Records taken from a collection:

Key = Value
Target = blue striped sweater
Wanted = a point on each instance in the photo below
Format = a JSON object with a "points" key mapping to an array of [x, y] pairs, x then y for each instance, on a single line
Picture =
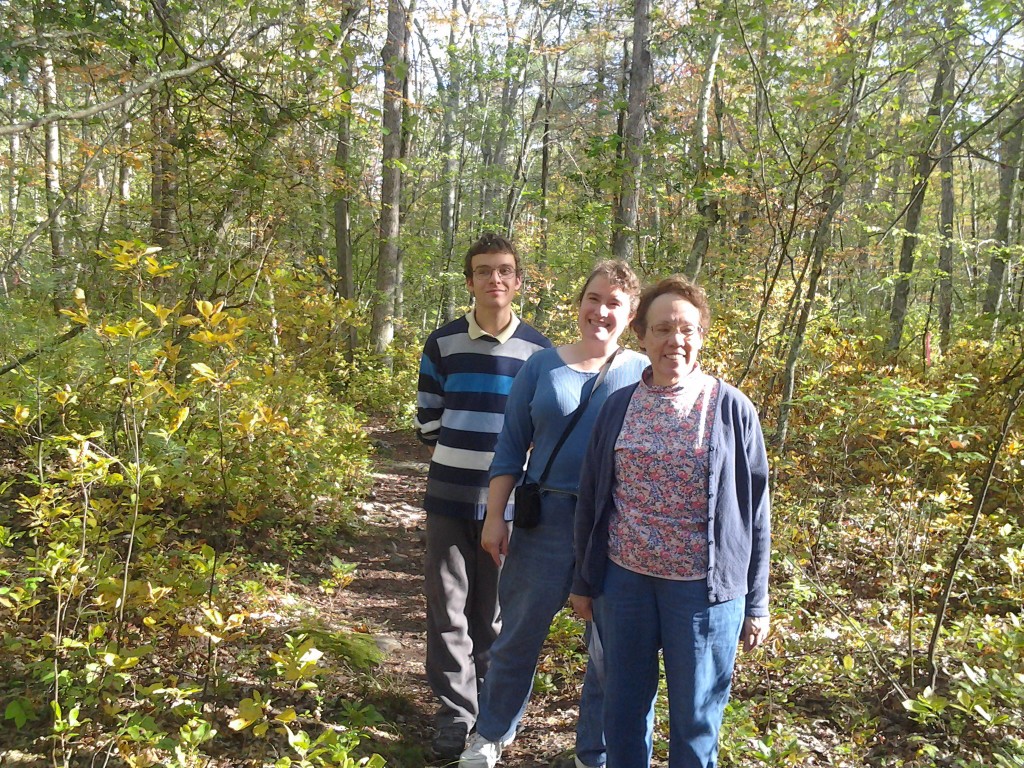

Aim of the task:
Return every line of the items above word for word, leaving out the pictures.

The output:
Key = Value
Target = blue striped sweater
Wanted = a point on each instance in the photo below
Format = a JSON object with a "points" key mapping to an array of [x, y] pairs, x then y for each instance, on a single line
Picture =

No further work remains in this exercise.